## REQUEST
Copy out every item below line for line, with no changes to any wording or punctuation.

## DATA LISTING
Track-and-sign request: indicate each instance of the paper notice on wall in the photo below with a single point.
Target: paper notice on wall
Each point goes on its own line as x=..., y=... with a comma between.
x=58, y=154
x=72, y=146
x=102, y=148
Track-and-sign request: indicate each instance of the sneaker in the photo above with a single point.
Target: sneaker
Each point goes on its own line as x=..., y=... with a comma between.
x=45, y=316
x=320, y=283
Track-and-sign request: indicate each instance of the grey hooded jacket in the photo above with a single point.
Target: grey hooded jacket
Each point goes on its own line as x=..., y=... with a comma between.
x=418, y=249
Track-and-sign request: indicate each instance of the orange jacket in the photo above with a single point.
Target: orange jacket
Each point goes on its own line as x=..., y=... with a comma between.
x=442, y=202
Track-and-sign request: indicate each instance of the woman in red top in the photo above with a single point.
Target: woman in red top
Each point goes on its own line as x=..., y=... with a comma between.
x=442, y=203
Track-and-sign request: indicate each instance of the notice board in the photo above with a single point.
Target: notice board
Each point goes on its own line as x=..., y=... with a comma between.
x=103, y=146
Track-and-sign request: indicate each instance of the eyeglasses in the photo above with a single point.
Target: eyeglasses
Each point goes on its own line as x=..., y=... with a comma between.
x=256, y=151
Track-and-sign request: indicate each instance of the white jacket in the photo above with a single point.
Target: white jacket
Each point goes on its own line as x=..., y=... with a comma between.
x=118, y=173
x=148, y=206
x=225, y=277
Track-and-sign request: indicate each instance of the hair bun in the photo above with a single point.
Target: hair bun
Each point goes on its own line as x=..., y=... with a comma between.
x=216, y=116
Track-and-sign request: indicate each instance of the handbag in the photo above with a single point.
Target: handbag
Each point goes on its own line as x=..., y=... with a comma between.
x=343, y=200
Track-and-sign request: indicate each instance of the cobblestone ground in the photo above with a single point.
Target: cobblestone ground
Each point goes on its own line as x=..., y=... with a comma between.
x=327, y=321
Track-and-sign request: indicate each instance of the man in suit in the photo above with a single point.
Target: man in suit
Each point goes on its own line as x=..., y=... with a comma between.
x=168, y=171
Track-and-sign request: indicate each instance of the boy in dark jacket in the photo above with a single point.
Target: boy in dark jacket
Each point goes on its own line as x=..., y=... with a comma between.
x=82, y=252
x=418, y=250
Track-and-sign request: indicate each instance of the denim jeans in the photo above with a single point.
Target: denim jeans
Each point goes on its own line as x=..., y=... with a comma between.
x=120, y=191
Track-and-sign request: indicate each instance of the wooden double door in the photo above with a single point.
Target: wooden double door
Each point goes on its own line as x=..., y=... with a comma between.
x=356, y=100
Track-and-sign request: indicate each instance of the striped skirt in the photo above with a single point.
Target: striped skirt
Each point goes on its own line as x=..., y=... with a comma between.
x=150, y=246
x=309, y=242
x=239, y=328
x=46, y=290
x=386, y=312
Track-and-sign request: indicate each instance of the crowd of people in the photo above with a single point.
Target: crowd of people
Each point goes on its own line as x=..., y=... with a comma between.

## REPLY TO THE EXERCISE
Track-and-sign request: indicate each instance of the paper notice on wall in the photo below with a single point.
Target: paper notice on wall
Each point goes on its own line as x=..., y=... with a comma between.
x=58, y=154
x=72, y=146
x=102, y=148
Track-and-sign request: indicate each instance of the sneaker in the photo above with a single point.
Target: sneaker
Each point goes on its own line as x=..., y=... with a comma between.
x=45, y=316
x=320, y=283
Track-and-sign request: indicate each instance of the grey hooded jacket in the photo above with a single point.
Target: grey hooded jacket
Each point goes on its own line as x=..., y=... with a comma between.
x=418, y=249
Track-and-sign request: indicate each instance of the orange jacket in the photo above with a single point.
Target: orange jacket
Each point goes on its own line as x=..., y=... with a comma between.
x=442, y=202
Track-and-sign request: indicate each instance of the woman in red top in the photo above with a single point.
Target: woman in red top
Each point goes on its own line as x=..., y=... with a comma between.
x=442, y=203
Track-and-sign request: indicate each instance of the notice board in the photo above with a single point.
Target: notice board
Each point goes on its own line as x=..., y=... with a comma between.
x=103, y=146
Track-and-sign request: indicate each instance of the eyeglasses in the photo above with a single point.
Target: eyeglasses
Each point goes on its own line as x=..., y=... with a comma between.
x=256, y=151
Track-and-sign request: indicate each instance of the white jacket in the photo above with a single point.
Target: white jacket
Each point goes on its own line as x=..., y=... with a comma between.
x=118, y=173
x=148, y=206
x=225, y=277
Track-and-sign request: indicate each instance of the hair bun in the photo above with a single point.
Target: hair bun
Each point goes on its own line as x=..., y=... with a comma between.
x=216, y=116
Track-and-sign request: indicate each instance of the handbag in the photo above with a single point.
Target: handbag
Each point goes on its own line as x=..., y=... with a comma between.
x=343, y=200
Track-and-sign request: indicate each instance of the cobblestone ground in the photo above with a single point.
Target: cobblestone ground
Each point goes on its own line as x=..., y=... with a comma between.
x=327, y=321
Track-and-sign request: indicate each instance of the man in suit in the photo above with a single point.
Target: man in suit
Each point goes on its own line as x=..., y=... with a comma between.
x=168, y=171
Track-and-sign request: indicate each instance of the boy in dark jacket in the photo above with a single point.
Target: boy in dark jacket
Each point goes on its own line as x=..., y=... with a comma between.
x=82, y=252
x=418, y=250
Track-and-sign request: indicate each instance of the denim jeans in the photo above with a single point.
Target: denim jeans
Each point goes on its own line as x=..., y=... with a comma between.
x=120, y=191
Track-and-sign request: indicate each instance of the wooden double door in the photo above with a single point.
Target: wooden double door
Each point goes on its own line as x=..., y=... with a comma between.
x=356, y=100
Track-and-sign request: indicate each instance of the striped skirt in the photo above with a single point.
Target: striped skirt
Each point goes on its own line as x=..., y=... with a comma between.
x=150, y=246
x=309, y=242
x=239, y=328
x=46, y=290
x=386, y=312
Track-and-sign request: indicate each instance of the crowd of people in the photo above with a single point.
Target: crowd of people
Each point goes on its own line as x=..., y=... with a comma between.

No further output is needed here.